INSTRUCTIONS TO FOLLOW:
Pull out everything from the start of the records below down to the line that contains "[507,253,550,269]", including that line, and repeat it word for word. Leave the pictures out of your answer.

DATA ROWS:
===============

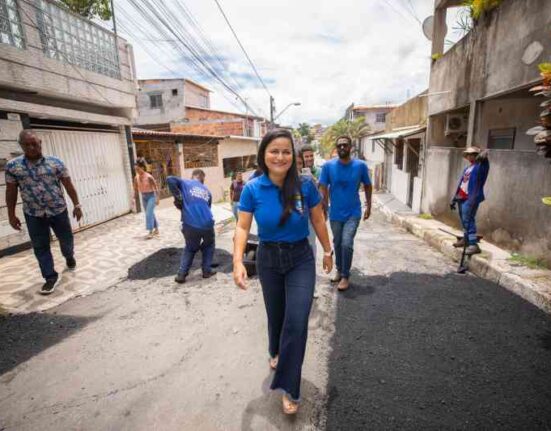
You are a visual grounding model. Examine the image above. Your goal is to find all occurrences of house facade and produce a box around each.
[0,0,136,253]
[422,0,551,262]
[362,92,427,212]
[345,104,398,133]
[135,78,211,128]
[132,128,258,202]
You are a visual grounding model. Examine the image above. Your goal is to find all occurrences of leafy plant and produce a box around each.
[60,0,112,21]
[507,253,550,269]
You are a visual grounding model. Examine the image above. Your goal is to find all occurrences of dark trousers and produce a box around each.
[458,201,478,245]
[256,239,316,401]
[25,210,74,280]
[179,225,215,274]
[330,218,360,278]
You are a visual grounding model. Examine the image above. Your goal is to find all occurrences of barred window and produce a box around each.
[183,142,218,169]
[0,0,25,49]
[36,0,120,79]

===============

WRITTEN RESPONSE:
You are a visual grounding model. Examine the image above. Your goal is to find all occurrences of house facade and produce a box around each.
[0,0,136,253]
[422,0,551,262]
[362,92,427,212]
[345,104,398,133]
[135,78,211,128]
[132,128,258,202]
You are a visual grounding model. Examine the image above. Your goal is to find all occurrences of leafy plant and produce a box around each.
[60,0,112,21]
[507,253,550,269]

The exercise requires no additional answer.